Gedung Parlemen-nya bagus. Salah satu ciri khasnya adalah renovasi dengan unsur tahan gempa sejak gempa di tahun 1995 yang menyebabkan kebakaran di ruang perpustakaannya. Canggih. Seharusnya istana negara diberi penahan gempa juga karena termasuk bangunan bersejarah. Selain itu ada batu yang berhias semua tanda yang menunjukkan asal orang-orang yang sekarang membentuk negara NZ. Ternyata ada bendera Indonesia juga, malah paling depan.
Selain itu, pengunjung kalangan umum bisa hadir dan mendengarkan debat di dalam parlemen. Ini asyik karena bisa melihat bahwa tidak ada satupun anggota parlemen mereka yang absen, mengantuk dan dibayar mahal seperti anggota DPR dan MPR RI yang terhormat. Yang jadi hot news sekarang dalam perdebatan adalah pengesahan Civil Union, semacam catatan sipil yang berlaku untuk siapa saja yang tidak ingin menikah secara agama tapi ingin hidup bersama dan membangun keluarga. Ini termasuk pasangan sesama jenis. Helen Clark selaku PM sangat mendukung karena dia sendiri tidak ingin menikah. RUU tersebut akhirnya lolos tahap satu (reading phase) dan jika lolos pada babak-babak pembahasan berikutnya, RUU itu akan menjadikan NZ bergabung dengan negara-negara liberal lainnya seperti Denmark, Sweden, Finland, Norway, Canada, South Africa, Brazil, Massachussets-Vermont-California (US) dan Tasmania (Australia).

......

● TUGAS ANDA:
Tentukan apakah setiap pernyataan di bawah ini sesuai dengan teks tentang Gedung Parlemen. Jawab ya atau tidak untuk masing-masing, disertai kutipan persis kata-kata dari teks yang menjadi penentunya.
1. Gedung Parlemen direnovasi dengan unsur tahan gempa sejak gempa tahun 1995.
2. Pengunjung dari kalangan umum tidak diizinkan mendengarkan debat di dalam parlemen.
3. RUU Civil Union sudah lolos di semua tahap pembahasan.
Data berikut adalah bahan tersendiri yang terpisah dari teks bacaan.

(Data Anotasi Gambar)
......

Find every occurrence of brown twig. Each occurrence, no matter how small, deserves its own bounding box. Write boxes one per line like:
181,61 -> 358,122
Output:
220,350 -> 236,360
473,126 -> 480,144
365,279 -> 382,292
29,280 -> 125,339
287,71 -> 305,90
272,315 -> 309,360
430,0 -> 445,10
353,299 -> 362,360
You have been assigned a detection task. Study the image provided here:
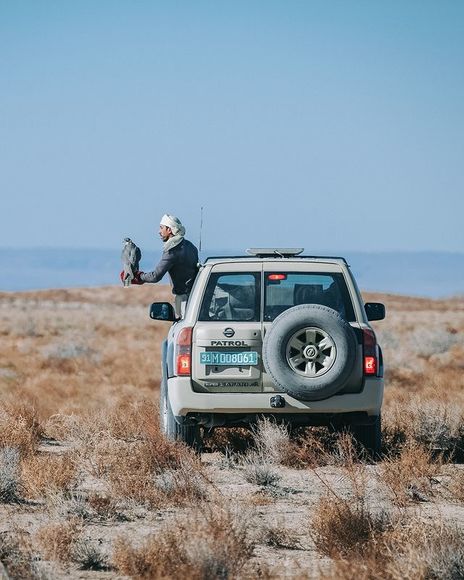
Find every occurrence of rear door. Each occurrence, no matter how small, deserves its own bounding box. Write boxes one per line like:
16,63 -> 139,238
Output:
192,261 -> 262,393
263,261 -> 362,392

......

● HASIL LATIHAN:
1. Ya: "renovasi dengan unsur tahan gempa sejak gempa di tahun 1995"
2. Tidak: "pengunjung kalangan umum bisa hadir dan mendengarkan debat di dalam parlemen"
3. Tidak: "RUU tersebut akhirnya lolos tahap satu (reading phase) dan jika lolos pada babak-babak pembahasan berikutnya"